TO DO:
Report each line below that contains the string "background", copying the whole line; the match is case-sensitive.

MATERIALS PROVIDED:
· · · · ·

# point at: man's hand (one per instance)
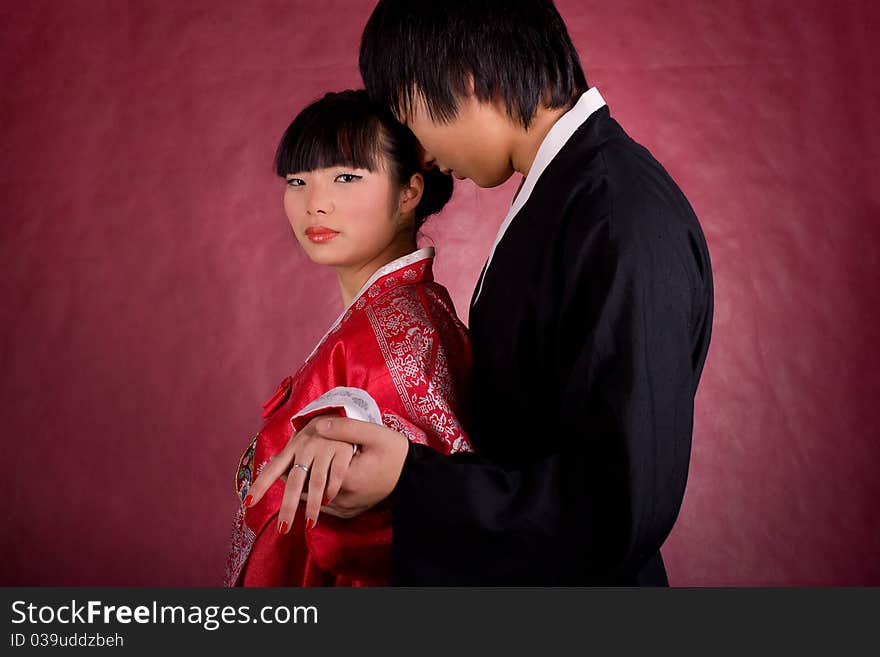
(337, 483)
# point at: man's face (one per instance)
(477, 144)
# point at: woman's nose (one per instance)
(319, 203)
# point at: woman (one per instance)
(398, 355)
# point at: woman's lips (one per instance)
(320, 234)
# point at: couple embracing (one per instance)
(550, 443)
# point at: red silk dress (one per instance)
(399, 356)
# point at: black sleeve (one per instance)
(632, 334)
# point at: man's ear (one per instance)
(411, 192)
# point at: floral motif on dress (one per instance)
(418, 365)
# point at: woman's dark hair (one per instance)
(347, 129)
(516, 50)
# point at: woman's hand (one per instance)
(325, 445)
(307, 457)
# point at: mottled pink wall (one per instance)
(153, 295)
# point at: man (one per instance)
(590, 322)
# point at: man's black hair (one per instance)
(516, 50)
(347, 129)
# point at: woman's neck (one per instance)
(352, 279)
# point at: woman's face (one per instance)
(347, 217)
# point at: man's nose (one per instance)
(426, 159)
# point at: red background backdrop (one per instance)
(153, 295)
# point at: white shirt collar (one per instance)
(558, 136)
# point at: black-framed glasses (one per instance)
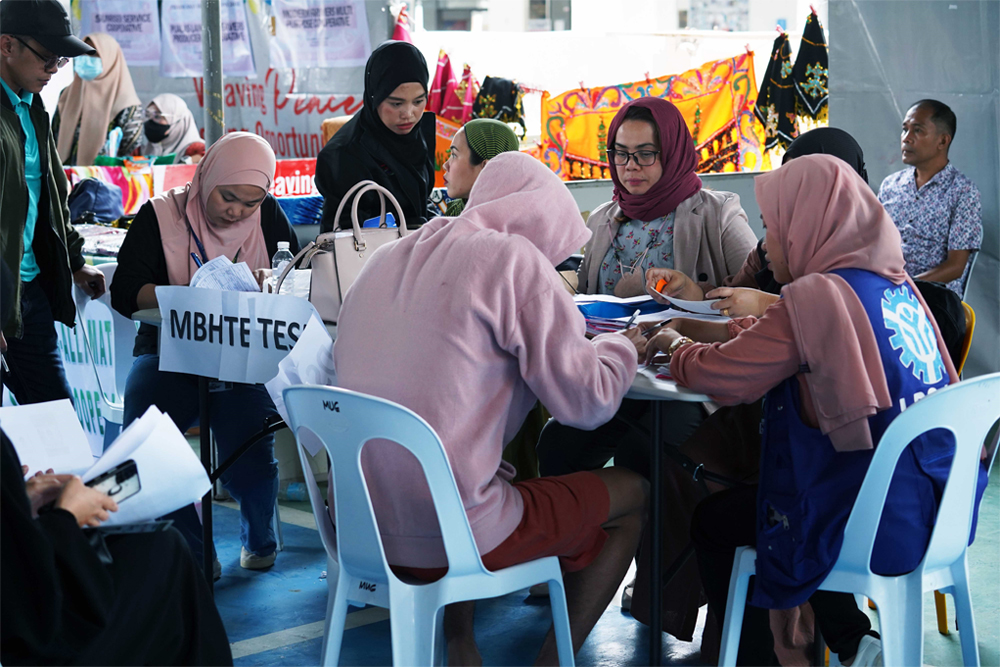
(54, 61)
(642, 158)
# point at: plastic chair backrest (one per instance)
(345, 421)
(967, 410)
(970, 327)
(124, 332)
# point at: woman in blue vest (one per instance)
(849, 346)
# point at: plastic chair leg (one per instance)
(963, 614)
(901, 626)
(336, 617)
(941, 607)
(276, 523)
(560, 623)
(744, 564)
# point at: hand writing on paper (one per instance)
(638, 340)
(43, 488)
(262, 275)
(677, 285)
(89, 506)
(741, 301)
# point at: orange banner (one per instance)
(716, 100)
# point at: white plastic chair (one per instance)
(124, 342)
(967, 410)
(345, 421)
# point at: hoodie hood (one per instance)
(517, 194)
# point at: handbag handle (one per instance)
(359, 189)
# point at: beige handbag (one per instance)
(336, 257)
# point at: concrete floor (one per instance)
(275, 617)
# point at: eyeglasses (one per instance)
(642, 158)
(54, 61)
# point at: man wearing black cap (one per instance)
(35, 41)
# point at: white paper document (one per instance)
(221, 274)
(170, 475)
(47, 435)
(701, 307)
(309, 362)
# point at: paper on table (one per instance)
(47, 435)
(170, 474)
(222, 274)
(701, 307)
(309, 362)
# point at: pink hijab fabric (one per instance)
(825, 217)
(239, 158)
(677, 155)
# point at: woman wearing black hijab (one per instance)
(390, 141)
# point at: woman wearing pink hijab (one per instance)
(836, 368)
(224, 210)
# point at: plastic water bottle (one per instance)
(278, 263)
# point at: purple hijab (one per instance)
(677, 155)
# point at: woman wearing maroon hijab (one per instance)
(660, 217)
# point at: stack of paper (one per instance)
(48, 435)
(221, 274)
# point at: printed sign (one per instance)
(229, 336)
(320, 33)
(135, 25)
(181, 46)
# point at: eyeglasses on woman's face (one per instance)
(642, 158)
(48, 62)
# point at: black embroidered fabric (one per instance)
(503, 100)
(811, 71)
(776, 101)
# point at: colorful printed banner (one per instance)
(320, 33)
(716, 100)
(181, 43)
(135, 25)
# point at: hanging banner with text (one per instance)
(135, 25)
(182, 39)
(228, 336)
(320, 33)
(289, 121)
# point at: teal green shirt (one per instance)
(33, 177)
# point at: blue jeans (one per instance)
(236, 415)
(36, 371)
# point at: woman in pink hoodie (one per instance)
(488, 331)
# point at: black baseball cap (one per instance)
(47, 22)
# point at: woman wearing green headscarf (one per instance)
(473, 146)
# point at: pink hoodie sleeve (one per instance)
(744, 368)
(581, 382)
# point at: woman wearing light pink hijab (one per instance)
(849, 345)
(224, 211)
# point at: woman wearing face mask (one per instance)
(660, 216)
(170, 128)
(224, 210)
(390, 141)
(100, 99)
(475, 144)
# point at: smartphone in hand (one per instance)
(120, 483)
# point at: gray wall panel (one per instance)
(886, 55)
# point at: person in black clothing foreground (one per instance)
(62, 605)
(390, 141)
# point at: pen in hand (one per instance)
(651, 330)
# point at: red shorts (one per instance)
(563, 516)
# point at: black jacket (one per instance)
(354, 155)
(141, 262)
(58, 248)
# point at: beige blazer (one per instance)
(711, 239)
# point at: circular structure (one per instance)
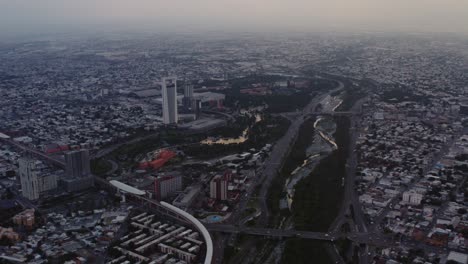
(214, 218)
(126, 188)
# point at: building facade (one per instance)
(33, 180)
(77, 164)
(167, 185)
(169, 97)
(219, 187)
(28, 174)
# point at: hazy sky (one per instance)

· · · · ·

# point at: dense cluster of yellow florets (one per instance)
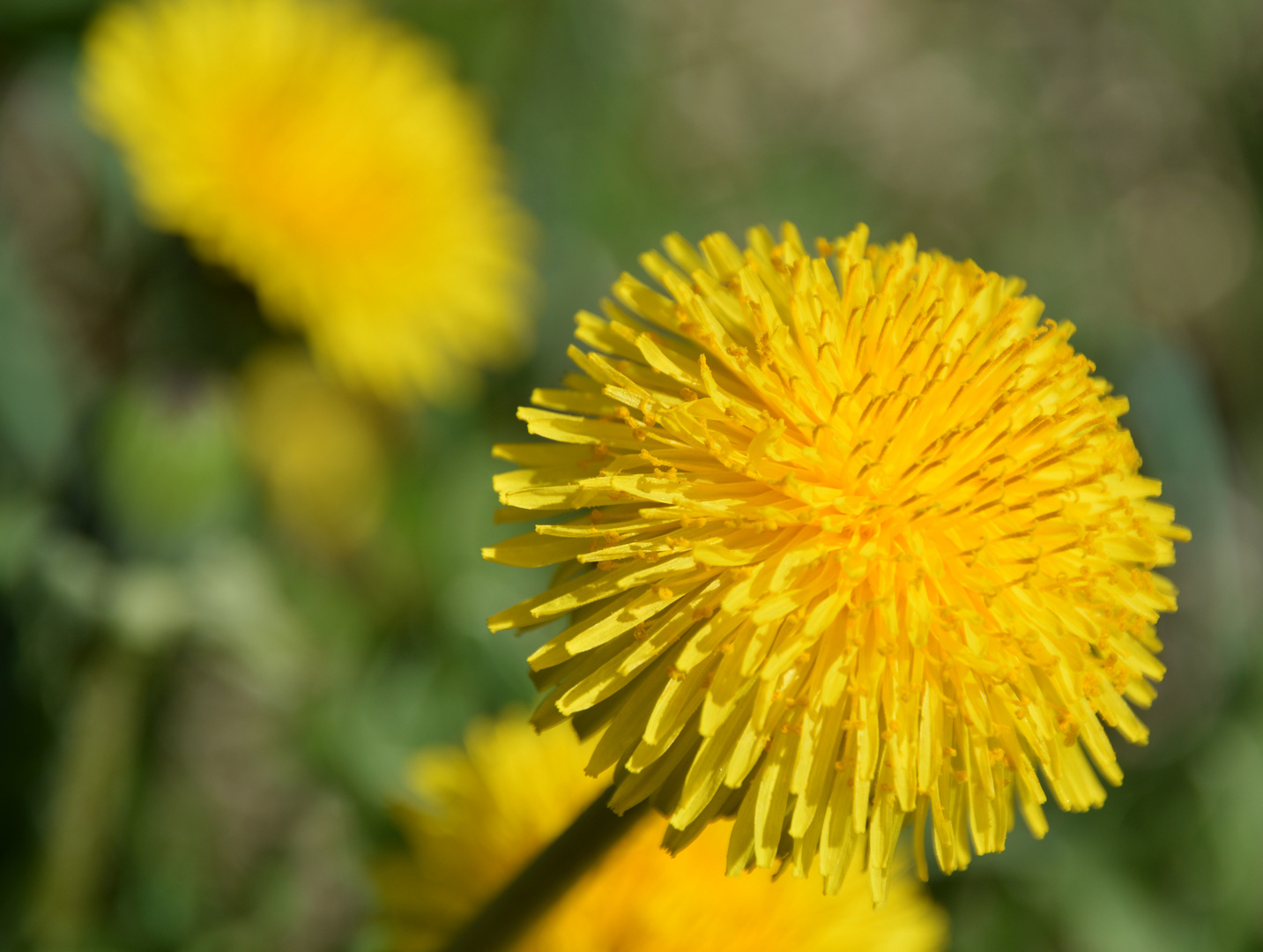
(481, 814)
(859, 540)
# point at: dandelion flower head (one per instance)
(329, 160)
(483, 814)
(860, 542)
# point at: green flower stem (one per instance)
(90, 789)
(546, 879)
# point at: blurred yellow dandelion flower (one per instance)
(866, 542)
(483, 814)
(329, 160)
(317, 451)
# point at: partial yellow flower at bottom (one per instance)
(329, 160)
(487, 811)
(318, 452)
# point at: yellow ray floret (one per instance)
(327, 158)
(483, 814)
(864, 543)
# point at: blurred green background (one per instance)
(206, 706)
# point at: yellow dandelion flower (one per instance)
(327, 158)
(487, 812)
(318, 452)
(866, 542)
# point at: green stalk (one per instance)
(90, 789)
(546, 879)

· · · · ·

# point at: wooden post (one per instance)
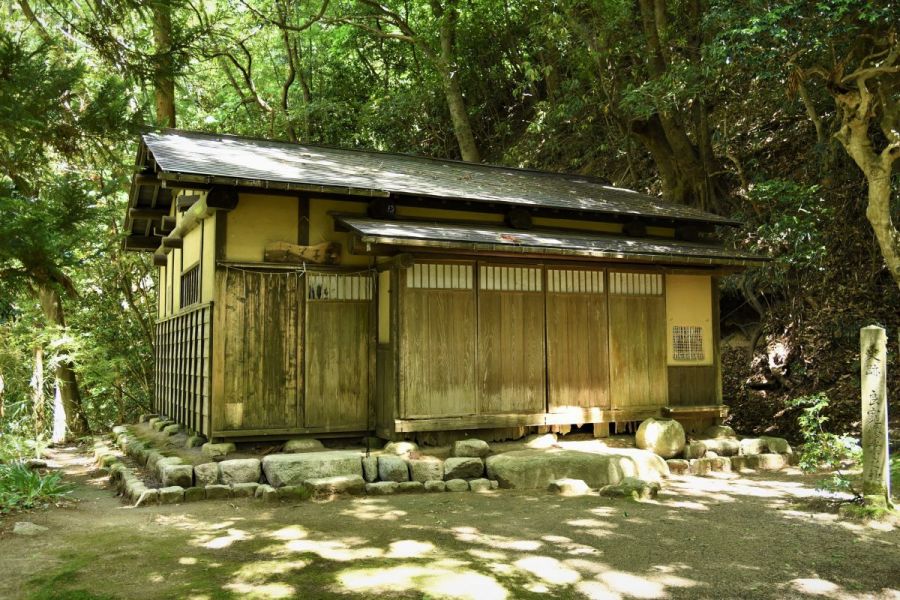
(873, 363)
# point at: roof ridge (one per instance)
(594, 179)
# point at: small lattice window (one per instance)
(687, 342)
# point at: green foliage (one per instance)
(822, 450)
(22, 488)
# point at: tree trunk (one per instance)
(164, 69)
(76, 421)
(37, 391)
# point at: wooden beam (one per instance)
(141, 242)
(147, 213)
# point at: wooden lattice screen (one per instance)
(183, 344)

· · · · ·

SOLUTION TO THE PROBLEM:
# point at: red background backdrop (one per instance)
# point at: blurred green background (one per instance)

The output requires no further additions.